• INSTRUCTION:
Add 108 to every bounding-box coordinate in the entries below. Rewrite everything from the line containing "the wooden railing." down to the line containing "[0,83,78,135]", both ends included, and keep every other line in that span unchanged.

>> BEGIN

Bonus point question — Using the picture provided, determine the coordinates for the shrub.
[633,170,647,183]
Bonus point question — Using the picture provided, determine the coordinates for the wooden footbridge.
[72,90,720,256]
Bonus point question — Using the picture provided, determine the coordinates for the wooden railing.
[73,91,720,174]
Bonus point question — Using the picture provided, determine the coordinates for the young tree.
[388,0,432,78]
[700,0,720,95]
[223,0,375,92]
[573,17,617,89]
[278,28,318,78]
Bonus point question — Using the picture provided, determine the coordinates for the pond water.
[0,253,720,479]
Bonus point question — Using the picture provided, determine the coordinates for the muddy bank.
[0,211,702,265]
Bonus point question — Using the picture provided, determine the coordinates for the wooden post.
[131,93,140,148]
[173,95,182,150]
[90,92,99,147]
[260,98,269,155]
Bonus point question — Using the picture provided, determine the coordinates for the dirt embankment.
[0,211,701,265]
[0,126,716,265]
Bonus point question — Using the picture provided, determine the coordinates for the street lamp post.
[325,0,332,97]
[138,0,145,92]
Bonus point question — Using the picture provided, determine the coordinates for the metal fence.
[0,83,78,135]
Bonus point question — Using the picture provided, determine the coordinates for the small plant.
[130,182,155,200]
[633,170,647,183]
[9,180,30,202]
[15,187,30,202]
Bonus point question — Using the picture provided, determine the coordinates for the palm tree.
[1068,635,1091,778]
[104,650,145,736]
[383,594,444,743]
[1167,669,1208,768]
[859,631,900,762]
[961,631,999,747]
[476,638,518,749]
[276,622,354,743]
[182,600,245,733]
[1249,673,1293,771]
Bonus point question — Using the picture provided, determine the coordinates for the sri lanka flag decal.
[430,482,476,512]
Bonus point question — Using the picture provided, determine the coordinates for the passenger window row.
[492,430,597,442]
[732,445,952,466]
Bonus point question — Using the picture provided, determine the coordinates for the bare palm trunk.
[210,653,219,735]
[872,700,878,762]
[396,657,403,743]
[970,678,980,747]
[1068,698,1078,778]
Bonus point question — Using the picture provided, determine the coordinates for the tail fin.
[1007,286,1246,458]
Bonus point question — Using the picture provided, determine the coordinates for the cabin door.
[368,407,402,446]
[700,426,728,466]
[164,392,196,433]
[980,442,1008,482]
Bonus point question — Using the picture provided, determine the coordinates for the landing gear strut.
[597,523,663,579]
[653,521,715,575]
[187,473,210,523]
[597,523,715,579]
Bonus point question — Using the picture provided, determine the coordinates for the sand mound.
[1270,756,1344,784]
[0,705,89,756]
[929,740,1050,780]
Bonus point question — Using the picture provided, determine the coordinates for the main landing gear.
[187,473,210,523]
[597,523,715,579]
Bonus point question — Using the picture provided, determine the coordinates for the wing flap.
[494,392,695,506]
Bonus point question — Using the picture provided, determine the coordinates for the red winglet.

>> END

• EXERCISE RESULT:
Bonus point question — Using the picture provided, determine the coordinates for the wooden railing.
[181,199,828,282]
Bonus point question — Using the picture provided, determine the coordinates for the young tree.
[496,108,540,186]
[808,108,828,203]
[331,108,483,200]
[681,125,725,197]
[386,136,426,186]
Bonus point question — Using the picture provided, determine the coordinates for the pond water.
[108,361,828,587]
Bonus point question — Using the picture provided, determine the coordinates for the muddy bank.
[108,319,810,373]
Bonus point question — Using the picture provided, determine the coordinates for the wooden post.
[239,201,248,256]
[281,203,290,258]
[198,200,207,255]
[368,206,377,263]
Bonus point question — Using the picture provided, determine the coordinates for the dirt embankment.
[108,319,809,373]
[108,234,824,373]
Bonus point question — Using the picture provided, determine the coordinates for the street lamp post.
[433,108,440,205]
[246,108,253,200]
Bonus point question — Using the picture provided, determine the coordinates for the metal fence.
[108,191,186,243]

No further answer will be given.